■ Extract ■
::::::::
# Englander 25PDV squealing



## billg (Nov 25, 2007)

I have an Englander 25PDV that I bought new in Sept 05. When I burn the pellets, if I have the heat setting above 2, I have to scoop out half burned pellets once a day or it starts choking off the flame. Every three or four days, the stove starts making a high pitched squealing noise. I have to use a screwdriver to chip away built up carbon deposits in the throat around the lower auger. I have already replaced 2 auger lower motors, and I'm pretty sure the carbon buildup is the culprit. 

Any suggestions on how to clear these problems up would be greatly appreciated.


----------



## ucci05 (Dec 16, 2007)

My 25pdv was whining excessively.  I did what you did...scraping the buildup around the bottom auger output with a screwdriver (jackhammer would have worked better).  The motor is purring like a kitten now.  Like you, I would like a solution to the problem.


----------



## stoveguy2esw (Dec 16, 2007)

try thi s, i havent yet but just recently was advised by an enterprising customer 

remove the auger and scrape the tube well to get it clean of carbon, then rub in some dry graphite (like you use to free frozen locks , usually found in hardware stores, the carbon according to my friendly customer apparantly doesnt build oin the carbon and it stays clearer. 
as a footnote i intend to try this likley within the next week and will post outcome. seems to be feasible to me as graphite is a contact lubricant and its inert so it cannot burn. hopefully i will have favorable results to post , and invite you to try it as well and we can compare results


----------



## packerfan (Jan 4, 2008)

stoveguy2esw said:
			
		

> try thi s, i havent yet but just recently was advised by an enterprising customer
> 
> remove the auger and scrape the tube well to get it clean of carbon, then rub in some dry graphite (like you use to free frozen locks , usually found in hardware stores, the carbon according to my friendly customer apparantly doesnt build oin the carbon and it stays clearer.
> as a footnote i intend to try this likley within the next week and will post outcome. seems to be feasible to me as graphite is a contact lubricant and its inert so it cannot burn. hopefully i will have favorable results to post , and invite you to try it as well and we can compare results



Just wondering if you tried it out yet.


----------



## petejung (Jan 4, 2008)

I can tell you that I have used dry graphite on my top auger, which starts to squeal every couple of days due to dust buildup from the brand of pellets I'm burning... and it works pretty good.  Wish I had read this thread earlier this morning - I had the stove shut down and had just jackhammered off the carbon off the bottom auger tube  Timing is everything


----------



## billg (Jan 8, 2008)

The graphite seems to help the top auger noise, but I'm still getting the carbon buildup around the lower auger. I have to shut the stove down about every three days to chip away the carbon buildup. I travel extensively, and when the squeaking starts, my wife shuts the stove down. She'll clean the ash out, but isn't crazy about chiseling away the carbon buildup. I'm leaving today for a two week trip, so the stove will be shut down for a week and a half. I guess it's one way to save on pellets. It seems the only resolution will be to buy a new stove this spring when they go on sale.


----------



## webbie (Jan 8, 2008)

How would carbon (products of combustion) end up in the auger tube on  a regular basis?

Do you folks have your stoves installed with a decent pipe rise as per the stickies on this forum?


----------



## petejung (Jan 8, 2008)
::::::::
■ Work instructions ■
1. In the Englander 25PDV thread, how many lower auger motors had billg already replaced?
2. Write the next part of the Englander 25PDV thread, picking up from its last line.
The records have nothing to do with the Englander 25PDV thread.
::::::::
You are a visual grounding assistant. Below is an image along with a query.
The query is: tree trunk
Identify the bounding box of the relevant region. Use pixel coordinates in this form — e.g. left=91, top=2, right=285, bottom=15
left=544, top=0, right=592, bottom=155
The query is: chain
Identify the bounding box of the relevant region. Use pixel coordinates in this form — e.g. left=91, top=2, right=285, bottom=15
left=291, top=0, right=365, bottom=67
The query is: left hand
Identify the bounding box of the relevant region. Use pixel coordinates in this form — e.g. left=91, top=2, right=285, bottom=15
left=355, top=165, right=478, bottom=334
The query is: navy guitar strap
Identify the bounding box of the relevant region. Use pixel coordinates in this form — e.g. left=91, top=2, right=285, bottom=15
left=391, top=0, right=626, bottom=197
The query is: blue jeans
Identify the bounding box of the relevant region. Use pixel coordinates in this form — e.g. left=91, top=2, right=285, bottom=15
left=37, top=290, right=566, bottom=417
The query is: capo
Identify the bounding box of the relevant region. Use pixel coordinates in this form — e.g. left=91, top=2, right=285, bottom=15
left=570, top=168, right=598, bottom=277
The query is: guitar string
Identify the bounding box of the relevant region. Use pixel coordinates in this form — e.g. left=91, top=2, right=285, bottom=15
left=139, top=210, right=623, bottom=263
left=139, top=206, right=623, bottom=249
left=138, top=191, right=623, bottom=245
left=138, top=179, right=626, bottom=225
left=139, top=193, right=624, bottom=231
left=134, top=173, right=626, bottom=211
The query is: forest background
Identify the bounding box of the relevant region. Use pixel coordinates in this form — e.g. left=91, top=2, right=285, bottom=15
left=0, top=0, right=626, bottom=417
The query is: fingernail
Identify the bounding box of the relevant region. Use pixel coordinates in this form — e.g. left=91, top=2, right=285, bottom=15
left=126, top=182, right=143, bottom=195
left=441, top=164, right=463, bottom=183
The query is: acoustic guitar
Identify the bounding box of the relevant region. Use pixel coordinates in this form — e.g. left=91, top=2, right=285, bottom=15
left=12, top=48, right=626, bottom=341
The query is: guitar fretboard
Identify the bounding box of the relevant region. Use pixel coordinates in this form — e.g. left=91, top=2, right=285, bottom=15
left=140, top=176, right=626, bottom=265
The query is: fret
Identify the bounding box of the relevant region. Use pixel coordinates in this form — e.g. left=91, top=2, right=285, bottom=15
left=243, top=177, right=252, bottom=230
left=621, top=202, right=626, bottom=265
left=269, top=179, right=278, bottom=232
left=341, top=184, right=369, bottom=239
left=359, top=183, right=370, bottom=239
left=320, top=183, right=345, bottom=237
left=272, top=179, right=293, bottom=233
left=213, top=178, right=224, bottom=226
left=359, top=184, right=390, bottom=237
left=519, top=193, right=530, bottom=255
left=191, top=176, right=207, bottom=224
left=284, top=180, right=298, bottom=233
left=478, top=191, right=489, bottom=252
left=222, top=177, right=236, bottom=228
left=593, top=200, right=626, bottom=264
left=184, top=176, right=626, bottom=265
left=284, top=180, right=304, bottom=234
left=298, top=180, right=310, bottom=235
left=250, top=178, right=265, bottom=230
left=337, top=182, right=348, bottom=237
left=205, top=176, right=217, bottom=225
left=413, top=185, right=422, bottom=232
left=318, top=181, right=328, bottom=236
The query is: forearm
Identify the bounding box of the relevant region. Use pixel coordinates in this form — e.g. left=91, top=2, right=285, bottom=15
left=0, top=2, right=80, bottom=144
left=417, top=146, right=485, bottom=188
::::::::
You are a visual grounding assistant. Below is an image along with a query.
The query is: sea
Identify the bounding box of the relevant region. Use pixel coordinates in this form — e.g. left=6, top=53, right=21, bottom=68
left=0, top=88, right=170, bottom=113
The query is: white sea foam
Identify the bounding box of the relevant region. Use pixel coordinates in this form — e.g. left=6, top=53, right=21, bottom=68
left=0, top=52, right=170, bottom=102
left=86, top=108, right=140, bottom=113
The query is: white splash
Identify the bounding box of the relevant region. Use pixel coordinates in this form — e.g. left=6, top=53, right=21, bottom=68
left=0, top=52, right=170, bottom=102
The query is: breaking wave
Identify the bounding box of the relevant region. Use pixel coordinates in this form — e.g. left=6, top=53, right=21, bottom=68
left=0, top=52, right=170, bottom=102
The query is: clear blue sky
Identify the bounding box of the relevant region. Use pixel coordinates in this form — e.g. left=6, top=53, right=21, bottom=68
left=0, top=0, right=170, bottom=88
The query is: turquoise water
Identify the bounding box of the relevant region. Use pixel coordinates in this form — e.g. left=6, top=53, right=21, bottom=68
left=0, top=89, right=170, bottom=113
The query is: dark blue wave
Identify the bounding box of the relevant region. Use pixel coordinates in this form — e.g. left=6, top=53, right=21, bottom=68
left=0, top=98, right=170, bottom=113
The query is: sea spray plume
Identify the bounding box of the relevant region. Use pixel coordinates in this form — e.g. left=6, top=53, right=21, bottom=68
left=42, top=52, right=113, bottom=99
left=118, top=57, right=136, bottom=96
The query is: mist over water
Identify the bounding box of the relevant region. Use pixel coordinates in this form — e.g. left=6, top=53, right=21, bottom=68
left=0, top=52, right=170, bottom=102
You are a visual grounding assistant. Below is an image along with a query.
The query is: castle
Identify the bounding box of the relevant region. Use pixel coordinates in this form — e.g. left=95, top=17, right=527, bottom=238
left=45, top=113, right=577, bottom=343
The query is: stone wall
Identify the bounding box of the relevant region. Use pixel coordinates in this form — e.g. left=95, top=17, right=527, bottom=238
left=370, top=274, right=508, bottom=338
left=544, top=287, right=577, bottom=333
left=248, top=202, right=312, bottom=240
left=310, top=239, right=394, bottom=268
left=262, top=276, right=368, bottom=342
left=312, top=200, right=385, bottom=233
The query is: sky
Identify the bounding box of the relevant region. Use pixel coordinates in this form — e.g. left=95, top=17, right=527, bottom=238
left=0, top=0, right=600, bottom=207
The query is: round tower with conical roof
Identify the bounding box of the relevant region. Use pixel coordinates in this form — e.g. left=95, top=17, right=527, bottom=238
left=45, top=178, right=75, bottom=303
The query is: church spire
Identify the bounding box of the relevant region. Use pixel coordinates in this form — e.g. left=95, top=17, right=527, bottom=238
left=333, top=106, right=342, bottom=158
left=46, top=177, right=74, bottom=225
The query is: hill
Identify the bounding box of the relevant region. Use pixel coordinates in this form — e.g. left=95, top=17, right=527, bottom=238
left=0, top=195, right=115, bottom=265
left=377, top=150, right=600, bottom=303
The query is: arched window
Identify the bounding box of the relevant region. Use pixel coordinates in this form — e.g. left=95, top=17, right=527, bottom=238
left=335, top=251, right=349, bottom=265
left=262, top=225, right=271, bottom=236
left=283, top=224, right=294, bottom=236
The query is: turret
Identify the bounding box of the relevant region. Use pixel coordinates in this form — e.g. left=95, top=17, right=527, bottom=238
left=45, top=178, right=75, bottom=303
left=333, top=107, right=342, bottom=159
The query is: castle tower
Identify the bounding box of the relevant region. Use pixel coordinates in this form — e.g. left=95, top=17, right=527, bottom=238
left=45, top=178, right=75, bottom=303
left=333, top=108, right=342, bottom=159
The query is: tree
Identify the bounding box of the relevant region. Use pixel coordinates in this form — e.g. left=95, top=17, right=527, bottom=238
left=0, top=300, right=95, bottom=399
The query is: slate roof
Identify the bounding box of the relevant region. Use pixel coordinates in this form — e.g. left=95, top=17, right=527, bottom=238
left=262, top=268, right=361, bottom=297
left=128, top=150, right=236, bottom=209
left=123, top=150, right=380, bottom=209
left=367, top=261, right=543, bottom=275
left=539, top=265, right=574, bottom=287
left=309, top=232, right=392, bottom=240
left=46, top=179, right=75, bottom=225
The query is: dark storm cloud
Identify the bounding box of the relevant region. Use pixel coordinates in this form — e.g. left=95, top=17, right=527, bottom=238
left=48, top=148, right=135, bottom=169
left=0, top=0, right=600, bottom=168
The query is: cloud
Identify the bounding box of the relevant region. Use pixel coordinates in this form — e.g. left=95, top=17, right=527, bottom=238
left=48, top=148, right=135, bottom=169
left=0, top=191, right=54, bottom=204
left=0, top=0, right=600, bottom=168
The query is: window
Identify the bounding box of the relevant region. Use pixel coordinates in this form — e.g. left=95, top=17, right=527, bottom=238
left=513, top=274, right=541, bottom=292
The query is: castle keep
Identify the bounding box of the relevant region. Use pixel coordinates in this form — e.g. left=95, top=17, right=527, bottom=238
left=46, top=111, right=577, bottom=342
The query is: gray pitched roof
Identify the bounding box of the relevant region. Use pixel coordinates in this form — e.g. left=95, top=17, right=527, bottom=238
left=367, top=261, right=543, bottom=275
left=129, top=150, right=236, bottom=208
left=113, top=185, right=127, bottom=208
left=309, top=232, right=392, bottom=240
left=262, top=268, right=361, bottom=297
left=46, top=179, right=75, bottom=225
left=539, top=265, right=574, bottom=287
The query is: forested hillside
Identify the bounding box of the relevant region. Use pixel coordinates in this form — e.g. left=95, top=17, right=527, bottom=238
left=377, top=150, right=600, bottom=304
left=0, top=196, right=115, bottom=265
::::::::
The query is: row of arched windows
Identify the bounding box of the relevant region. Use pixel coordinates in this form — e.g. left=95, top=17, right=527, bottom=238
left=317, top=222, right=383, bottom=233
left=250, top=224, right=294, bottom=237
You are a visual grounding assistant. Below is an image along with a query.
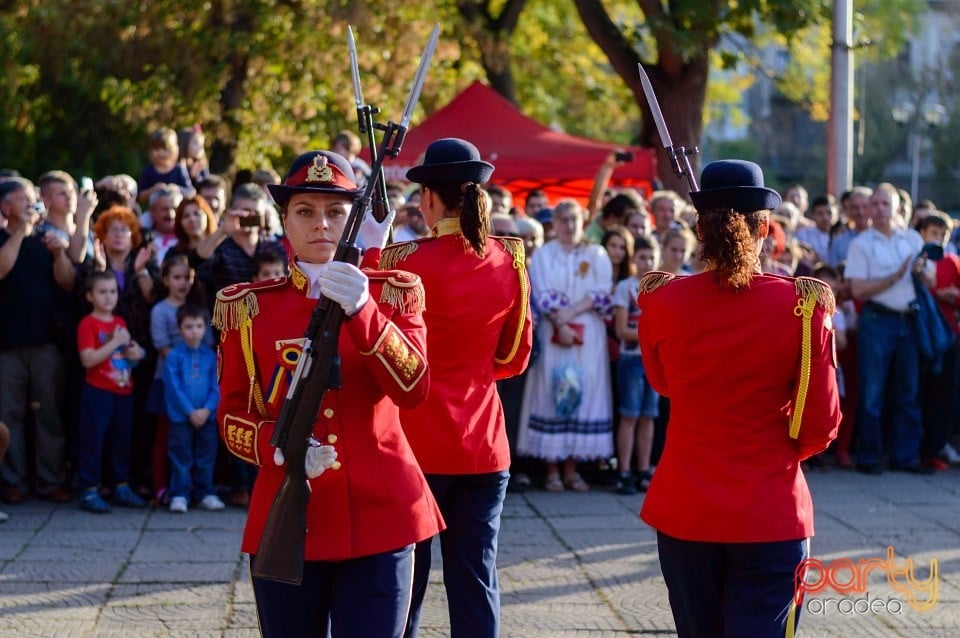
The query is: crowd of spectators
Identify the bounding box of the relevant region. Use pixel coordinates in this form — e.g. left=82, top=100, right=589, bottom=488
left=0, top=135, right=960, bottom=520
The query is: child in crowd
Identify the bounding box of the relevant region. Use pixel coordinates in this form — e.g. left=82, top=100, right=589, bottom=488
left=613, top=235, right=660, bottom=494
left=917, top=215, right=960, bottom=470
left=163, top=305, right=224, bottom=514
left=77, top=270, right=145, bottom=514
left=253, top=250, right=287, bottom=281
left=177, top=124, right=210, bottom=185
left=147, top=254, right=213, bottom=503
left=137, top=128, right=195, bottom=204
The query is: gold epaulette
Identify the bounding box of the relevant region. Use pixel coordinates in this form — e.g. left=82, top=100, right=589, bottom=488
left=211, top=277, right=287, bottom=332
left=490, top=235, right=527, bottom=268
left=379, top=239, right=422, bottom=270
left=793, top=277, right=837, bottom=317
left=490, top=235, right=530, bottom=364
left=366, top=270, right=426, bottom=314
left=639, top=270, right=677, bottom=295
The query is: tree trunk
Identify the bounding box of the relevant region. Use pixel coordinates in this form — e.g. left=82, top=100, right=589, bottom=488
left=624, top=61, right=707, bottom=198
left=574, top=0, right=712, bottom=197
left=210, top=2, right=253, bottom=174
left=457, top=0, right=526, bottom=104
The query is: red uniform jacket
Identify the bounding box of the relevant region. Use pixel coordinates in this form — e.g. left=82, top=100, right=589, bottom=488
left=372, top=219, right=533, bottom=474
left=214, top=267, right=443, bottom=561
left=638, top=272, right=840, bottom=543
::::::::
■ Response list ■
1. Two.

2.
I have a PDVC25, too.  I think they are talking about buildup right at the front edge of the bototm auger tube, not necessarily 3-4 inches back.  That's been my experience, anyway.  About the last 1/2" or so of the bottom auger tube gets a little carbon buildup, and you knock it off of there with a screwdrive (that's what I use, anyway).  I've been running my stove since September, and have done this twice. Each time, I had about 1/16" or less of gunk there right on the end of the bottom auger tube.


----------



## billg (Jan 8, 2008)

Exactly. The carbon builds up right along the lip of the auger tube and goes in about an inch. If I had to clean it out once every two or three weeks, it wouldn't be to bad. I have to clean it out every two or three days. 
I installed the stove in a corner in accordance with the directions using three inch Simpson pellet stove pipe, a forty five degree elbow, one foot through the wall, went up seven feet up to clear my windows, ninety degree elbow away from the house and an exhaust hood at the end. Looking at other stove installation instructions and stopping by a couple of stores that sell different brands of pellet stoves, I learned that almost all the other stove manufacturers require four inch vent pipe for this long of an exhaust run. This fall, I switched over to the four inch pipe, and at first it looked like it fixed the problem. But if I run the stove higher than a heat setting of two, I'm back to the same problem.


----------



## webbie (Jan 8, 2008)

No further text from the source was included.